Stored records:
Start of Block
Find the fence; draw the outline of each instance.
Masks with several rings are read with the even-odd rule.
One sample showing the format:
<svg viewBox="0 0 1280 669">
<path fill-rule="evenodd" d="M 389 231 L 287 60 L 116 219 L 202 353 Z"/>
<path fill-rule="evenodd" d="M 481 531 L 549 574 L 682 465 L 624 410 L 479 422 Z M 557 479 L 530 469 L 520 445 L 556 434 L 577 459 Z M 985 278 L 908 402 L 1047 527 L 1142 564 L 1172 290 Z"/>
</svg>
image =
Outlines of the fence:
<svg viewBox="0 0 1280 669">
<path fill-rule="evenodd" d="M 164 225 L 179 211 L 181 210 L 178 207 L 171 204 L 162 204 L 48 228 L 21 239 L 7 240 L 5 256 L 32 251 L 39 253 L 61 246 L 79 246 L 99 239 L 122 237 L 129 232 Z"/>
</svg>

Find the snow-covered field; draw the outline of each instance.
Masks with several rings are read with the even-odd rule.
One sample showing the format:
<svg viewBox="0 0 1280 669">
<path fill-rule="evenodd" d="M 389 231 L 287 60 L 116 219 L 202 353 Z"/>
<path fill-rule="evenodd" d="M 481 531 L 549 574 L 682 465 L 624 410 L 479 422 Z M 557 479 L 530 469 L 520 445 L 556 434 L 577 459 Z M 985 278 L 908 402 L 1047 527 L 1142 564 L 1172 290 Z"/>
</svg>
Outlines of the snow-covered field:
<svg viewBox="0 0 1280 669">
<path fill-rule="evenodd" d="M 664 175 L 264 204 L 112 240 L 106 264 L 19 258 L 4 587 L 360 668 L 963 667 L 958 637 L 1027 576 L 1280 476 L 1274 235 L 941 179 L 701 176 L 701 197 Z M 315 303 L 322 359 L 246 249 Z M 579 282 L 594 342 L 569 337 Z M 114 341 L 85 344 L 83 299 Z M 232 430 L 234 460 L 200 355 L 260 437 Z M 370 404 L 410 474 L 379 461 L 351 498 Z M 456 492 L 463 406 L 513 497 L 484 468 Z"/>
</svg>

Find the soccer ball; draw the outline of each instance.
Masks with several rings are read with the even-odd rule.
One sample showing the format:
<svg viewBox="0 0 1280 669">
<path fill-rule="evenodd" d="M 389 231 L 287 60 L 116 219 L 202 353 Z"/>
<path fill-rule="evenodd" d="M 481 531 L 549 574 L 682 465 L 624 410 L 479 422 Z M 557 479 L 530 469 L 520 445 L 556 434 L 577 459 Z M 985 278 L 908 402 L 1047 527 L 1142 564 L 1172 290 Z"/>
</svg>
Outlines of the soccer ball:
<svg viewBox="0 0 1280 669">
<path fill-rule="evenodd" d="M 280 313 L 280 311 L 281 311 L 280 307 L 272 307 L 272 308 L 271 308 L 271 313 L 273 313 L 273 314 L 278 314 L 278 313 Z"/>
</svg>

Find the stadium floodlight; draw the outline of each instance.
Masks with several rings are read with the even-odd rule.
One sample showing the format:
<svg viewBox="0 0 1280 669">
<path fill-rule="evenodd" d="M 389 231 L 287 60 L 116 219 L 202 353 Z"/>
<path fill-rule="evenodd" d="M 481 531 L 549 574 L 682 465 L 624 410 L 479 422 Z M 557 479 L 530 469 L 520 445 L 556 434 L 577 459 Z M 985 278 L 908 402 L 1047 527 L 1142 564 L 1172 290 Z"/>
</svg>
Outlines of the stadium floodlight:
End of Block
## Work request
Write out exactly the lines that run from the one containing "Outlines of the snow-covered" to the end of the records, both end lines included.

## Result for this exercise
Outlines of the snow-covered field:
<svg viewBox="0 0 1280 669">
<path fill-rule="evenodd" d="M 664 175 L 264 204 L 112 240 L 106 264 L 19 258 L 4 587 L 360 668 L 963 667 L 958 637 L 1027 576 L 1280 476 L 1274 235 L 941 179 L 701 176 L 701 197 Z M 315 303 L 322 359 L 246 249 Z M 579 282 L 594 342 L 569 337 Z M 114 341 L 85 344 L 83 299 Z M 232 430 L 234 460 L 200 355 L 260 437 Z M 370 404 L 410 474 L 379 461 L 351 498 Z M 456 492 L 463 406 L 513 497 L 484 468 Z"/>
</svg>

Find the soccer ball; draw the outline of each instance.
Masks with several rings are read with the even-odd rule.
One sample showing the format:
<svg viewBox="0 0 1280 669">
<path fill-rule="evenodd" d="M 389 231 L 287 60 L 116 219 L 202 353 Z"/>
<path fill-rule="evenodd" d="M 481 531 L 549 574 L 682 465 L 624 410 L 479 422 Z M 557 479 L 530 469 L 520 445 L 556 434 L 577 459 Z M 985 278 L 908 402 L 1047 527 L 1142 564 L 1172 290 Z"/>
</svg>
Outlines of the soccer ball:
<svg viewBox="0 0 1280 669">
<path fill-rule="evenodd" d="M 280 313 L 280 311 L 281 311 L 280 307 L 272 307 L 272 308 L 271 308 L 271 313 L 273 313 L 273 314 L 278 314 L 278 313 Z"/>
</svg>

Find the stadium floodlight; draw the outline of each instance.
Masks with several rings are read with the even-odd rule.
One sample showing the format:
<svg viewBox="0 0 1280 669">
<path fill-rule="evenodd" d="M 389 231 L 287 60 L 116 219 L 202 353 Z"/>
<path fill-rule="evenodd" d="M 481 531 L 549 574 L 682 465 L 624 410 L 479 422 Z M 557 479 L 530 469 L 520 445 L 556 434 L 577 459 Z M 985 278 L 908 402 L 1047 527 L 1142 564 L 1172 290 Z"/>
</svg>
Outlines of the stadium floodlight:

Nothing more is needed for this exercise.